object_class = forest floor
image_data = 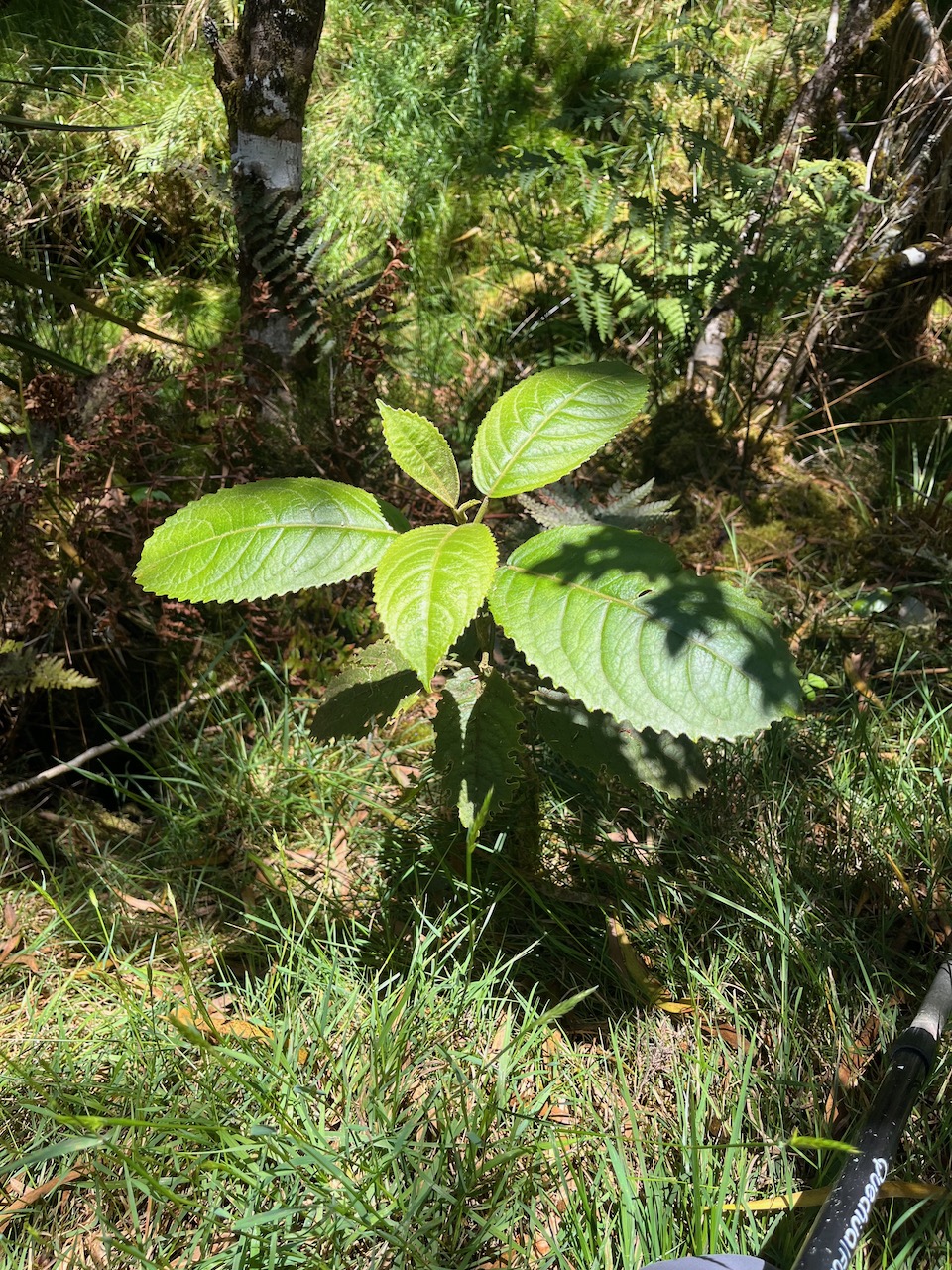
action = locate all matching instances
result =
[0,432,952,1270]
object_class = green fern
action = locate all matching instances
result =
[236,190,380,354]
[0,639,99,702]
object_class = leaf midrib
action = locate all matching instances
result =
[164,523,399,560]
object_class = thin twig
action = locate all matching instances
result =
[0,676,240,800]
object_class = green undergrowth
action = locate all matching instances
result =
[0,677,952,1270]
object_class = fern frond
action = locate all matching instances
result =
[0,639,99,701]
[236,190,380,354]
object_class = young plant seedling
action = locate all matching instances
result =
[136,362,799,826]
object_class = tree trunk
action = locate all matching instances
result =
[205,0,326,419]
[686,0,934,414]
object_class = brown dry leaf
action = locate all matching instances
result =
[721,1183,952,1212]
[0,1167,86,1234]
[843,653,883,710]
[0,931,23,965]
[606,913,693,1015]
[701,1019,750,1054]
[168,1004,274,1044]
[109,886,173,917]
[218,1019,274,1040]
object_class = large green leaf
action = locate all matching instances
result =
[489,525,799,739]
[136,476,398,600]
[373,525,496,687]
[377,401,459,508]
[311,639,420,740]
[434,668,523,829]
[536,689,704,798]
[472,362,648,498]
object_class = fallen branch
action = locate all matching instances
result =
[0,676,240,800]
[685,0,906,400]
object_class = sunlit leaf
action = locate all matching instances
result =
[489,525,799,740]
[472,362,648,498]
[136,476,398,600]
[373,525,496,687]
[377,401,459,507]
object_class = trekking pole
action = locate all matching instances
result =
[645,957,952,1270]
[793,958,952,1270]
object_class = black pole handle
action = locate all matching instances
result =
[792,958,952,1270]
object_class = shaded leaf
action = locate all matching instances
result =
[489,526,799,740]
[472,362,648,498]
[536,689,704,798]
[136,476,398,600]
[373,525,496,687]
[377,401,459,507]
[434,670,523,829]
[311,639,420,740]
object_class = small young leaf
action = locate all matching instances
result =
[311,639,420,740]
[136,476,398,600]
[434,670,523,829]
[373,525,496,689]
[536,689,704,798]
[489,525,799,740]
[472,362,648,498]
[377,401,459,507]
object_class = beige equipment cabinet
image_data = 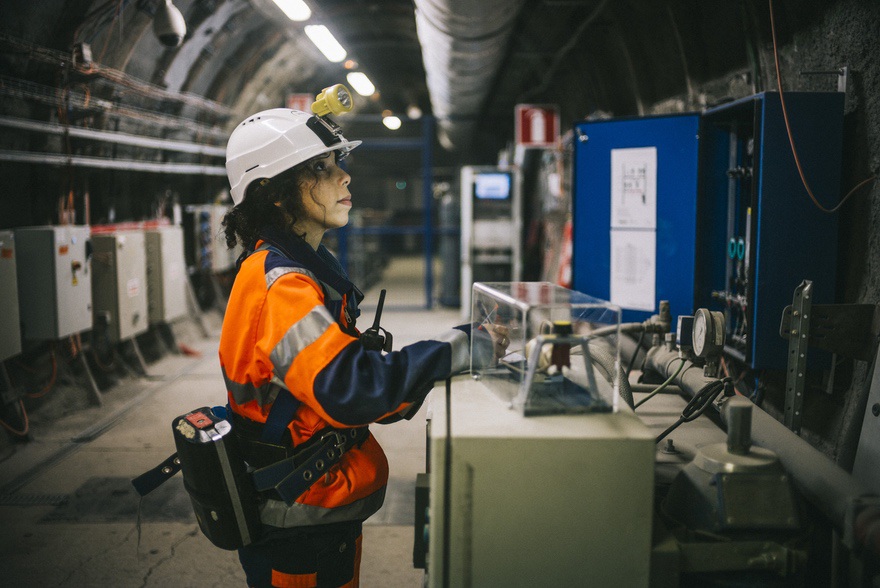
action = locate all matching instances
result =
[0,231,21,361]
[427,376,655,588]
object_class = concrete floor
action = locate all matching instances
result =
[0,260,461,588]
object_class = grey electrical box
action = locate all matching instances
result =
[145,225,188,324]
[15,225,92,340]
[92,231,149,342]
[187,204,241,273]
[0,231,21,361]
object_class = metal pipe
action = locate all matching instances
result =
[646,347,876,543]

==

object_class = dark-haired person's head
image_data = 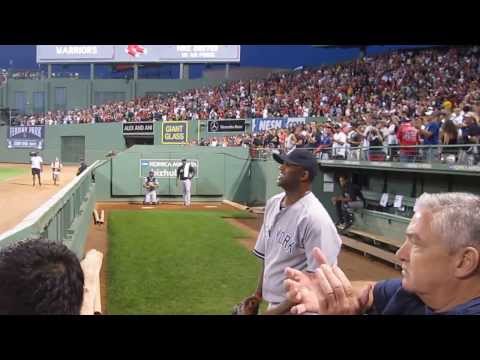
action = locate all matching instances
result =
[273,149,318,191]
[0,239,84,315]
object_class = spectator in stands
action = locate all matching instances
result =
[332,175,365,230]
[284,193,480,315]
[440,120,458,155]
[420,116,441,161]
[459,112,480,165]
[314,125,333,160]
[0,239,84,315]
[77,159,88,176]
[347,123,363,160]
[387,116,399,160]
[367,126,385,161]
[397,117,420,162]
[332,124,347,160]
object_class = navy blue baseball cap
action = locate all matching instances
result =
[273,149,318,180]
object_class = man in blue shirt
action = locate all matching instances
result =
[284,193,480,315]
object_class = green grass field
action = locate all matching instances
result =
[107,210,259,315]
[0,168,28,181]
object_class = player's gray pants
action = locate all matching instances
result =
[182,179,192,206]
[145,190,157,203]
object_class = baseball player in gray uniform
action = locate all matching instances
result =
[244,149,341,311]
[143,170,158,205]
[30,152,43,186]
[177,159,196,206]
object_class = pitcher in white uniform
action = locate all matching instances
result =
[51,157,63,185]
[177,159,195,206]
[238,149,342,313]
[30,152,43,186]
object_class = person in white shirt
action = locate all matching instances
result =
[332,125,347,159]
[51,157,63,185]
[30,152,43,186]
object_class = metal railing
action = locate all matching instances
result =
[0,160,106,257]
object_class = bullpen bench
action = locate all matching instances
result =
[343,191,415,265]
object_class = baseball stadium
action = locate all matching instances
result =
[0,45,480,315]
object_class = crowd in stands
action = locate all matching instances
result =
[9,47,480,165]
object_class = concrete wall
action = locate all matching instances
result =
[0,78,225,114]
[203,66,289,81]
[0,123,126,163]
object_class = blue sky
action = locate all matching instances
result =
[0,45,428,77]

THE PROBLEM →
Reproduce the entries above word for word, starting with the line that contains "object_class = spectator in stands" and continuing through the line that contains "[332,124,347,160]", both of those lines included.

RESPONSE →
object_class = spectator in stands
action = locate all matching instances
result =
[332,175,365,230]
[284,193,480,315]
[440,120,458,155]
[420,116,441,161]
[459,112,480,165]
[314,125,333,160]
[0,239,84,315]
[77,159,88,176]
[347,123,363,160]
[387,116,399,160]
[367,126,385,161]
[397,117,420,162]
[332,124,347,160]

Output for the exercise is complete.